● EXCERPTED DATA:

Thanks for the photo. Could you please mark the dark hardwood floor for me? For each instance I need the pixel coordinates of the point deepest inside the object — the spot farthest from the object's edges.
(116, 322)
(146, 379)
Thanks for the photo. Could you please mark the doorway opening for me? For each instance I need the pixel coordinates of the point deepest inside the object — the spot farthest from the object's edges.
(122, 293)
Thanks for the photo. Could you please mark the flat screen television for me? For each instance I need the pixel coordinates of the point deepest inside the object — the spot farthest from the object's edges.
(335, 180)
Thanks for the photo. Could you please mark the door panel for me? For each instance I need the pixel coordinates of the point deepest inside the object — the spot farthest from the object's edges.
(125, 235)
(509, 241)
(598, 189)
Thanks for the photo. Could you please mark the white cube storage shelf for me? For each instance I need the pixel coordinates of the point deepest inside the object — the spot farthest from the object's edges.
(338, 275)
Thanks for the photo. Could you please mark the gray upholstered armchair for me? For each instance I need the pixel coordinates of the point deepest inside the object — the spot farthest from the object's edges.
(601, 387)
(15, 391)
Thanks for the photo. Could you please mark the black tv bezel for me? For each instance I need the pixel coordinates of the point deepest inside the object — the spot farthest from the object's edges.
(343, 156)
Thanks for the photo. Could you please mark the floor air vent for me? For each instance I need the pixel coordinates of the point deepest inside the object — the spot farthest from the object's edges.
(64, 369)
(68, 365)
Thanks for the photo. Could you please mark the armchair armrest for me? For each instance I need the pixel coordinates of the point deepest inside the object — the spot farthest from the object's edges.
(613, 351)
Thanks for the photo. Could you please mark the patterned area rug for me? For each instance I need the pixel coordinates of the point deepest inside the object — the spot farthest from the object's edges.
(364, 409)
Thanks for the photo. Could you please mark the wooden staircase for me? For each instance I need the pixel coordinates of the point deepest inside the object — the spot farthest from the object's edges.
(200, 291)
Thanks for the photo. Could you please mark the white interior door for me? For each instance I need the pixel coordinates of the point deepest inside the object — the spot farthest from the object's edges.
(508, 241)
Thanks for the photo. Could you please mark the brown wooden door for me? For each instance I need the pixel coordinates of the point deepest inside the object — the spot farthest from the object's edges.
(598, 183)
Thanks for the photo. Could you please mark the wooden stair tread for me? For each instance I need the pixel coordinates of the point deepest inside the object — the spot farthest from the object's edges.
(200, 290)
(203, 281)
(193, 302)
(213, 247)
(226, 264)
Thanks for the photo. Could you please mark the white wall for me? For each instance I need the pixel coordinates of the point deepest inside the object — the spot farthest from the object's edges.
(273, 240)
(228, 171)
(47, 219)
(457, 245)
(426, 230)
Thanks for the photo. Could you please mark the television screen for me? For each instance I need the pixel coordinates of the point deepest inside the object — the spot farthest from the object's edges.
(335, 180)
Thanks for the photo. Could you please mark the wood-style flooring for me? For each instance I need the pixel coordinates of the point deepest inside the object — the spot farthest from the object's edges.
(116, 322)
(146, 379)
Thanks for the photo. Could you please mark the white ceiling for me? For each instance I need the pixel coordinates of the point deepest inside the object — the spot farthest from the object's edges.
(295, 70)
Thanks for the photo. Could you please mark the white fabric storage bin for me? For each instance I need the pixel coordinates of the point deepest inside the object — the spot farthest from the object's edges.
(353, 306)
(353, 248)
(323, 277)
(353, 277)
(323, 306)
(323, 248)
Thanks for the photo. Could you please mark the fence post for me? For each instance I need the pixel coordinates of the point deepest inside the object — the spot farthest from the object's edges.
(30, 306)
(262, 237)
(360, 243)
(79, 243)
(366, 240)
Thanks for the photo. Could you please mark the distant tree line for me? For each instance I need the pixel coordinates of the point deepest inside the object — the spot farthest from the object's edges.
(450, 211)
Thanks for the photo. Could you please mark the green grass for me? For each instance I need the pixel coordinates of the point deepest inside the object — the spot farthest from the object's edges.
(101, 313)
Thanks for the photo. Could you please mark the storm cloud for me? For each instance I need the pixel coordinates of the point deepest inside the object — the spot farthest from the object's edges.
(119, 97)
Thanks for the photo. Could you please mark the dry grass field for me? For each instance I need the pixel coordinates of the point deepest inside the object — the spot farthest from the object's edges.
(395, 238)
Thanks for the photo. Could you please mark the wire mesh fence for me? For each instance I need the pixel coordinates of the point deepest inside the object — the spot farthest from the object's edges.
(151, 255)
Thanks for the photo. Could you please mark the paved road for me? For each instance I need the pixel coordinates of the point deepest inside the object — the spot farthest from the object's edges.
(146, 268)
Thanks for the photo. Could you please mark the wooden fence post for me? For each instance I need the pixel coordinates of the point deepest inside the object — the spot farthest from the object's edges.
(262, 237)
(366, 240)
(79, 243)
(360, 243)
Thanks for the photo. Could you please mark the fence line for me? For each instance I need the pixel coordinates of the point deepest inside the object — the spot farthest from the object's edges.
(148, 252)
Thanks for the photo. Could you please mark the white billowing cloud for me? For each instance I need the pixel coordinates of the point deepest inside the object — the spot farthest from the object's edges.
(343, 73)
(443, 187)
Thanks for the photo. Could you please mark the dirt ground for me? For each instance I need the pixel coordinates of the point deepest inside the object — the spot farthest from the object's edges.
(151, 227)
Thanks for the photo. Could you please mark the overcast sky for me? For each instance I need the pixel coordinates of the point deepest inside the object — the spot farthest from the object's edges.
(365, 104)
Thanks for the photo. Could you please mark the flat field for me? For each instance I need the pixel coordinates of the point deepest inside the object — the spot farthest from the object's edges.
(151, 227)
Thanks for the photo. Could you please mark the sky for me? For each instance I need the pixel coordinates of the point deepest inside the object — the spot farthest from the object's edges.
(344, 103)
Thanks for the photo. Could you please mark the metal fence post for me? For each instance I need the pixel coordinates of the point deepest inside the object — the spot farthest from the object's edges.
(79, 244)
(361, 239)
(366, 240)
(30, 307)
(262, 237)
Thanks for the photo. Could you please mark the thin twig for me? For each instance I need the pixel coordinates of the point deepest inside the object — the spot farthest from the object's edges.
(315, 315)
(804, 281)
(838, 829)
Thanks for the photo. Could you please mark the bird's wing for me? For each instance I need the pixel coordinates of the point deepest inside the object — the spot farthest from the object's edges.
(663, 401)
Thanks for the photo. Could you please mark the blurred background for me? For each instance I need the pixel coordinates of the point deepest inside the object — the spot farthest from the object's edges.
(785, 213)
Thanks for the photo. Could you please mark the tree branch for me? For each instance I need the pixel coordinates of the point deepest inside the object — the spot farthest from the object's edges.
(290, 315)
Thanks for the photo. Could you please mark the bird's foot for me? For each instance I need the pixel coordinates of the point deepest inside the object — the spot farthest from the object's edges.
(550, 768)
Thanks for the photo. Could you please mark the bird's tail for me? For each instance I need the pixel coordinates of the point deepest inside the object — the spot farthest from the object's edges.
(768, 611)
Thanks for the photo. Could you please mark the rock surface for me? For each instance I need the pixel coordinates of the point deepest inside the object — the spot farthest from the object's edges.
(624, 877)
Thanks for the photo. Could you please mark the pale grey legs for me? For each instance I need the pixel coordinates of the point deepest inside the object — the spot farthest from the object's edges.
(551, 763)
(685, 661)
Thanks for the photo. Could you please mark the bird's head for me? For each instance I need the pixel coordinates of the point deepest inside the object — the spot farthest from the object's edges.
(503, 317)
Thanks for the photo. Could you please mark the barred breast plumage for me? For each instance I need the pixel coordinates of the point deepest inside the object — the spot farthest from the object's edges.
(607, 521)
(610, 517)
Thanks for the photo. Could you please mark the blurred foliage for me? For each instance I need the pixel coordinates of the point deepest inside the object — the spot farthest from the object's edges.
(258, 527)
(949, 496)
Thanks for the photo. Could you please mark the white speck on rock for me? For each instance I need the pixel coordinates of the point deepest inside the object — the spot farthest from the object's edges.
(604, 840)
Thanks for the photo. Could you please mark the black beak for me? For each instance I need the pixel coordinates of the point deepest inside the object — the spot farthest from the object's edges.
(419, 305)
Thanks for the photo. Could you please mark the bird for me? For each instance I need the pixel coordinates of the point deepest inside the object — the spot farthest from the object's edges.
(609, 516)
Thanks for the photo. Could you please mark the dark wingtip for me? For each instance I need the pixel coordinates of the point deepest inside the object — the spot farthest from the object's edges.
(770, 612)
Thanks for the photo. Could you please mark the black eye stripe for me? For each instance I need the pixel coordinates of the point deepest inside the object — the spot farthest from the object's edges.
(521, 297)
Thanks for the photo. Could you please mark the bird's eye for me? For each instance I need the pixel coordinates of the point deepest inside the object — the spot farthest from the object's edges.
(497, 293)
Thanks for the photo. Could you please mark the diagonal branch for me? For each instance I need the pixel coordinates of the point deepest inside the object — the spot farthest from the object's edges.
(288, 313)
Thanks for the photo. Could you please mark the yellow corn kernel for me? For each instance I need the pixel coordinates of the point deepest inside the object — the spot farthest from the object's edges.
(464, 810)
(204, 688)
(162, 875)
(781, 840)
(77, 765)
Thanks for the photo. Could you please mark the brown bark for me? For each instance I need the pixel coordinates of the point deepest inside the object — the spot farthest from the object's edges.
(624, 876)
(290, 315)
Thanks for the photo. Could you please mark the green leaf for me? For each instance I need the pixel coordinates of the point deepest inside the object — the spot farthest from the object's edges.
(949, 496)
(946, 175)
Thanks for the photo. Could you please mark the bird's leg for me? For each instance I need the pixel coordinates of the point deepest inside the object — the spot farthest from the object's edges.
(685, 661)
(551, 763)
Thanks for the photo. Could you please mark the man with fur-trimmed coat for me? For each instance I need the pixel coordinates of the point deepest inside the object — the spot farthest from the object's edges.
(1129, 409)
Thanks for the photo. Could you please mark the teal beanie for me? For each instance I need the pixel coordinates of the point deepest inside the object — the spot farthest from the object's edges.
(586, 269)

● PROBLEM: Repeat exactly, and only, the lines from the line containing "Thanks for the photo. Could you please mark the bird's leg" through the last line of the records above, both included.

● OUTPUT OF THE TASK:
Thanks for the photo. Could you please mark the bird's leg for me? For each instance I need the pixel coordinates of the point deepest inside the object — the spot farthest from the object's edges.
(685, 661)
(551, 763)
Thanks for the photo. Could you please mark the man with fur-trimmed coat for me? For each instance I need the pixel coordinates of the point deepest inside the object — the spot farthest from the object's edges.
(1129, 409)
Thanks for the photo. Could you please mark the teal beanie for me? For each instance I need the pixel coordinates of the point deepest inside the object — the spot farthest from the object's edges.
(586, 269)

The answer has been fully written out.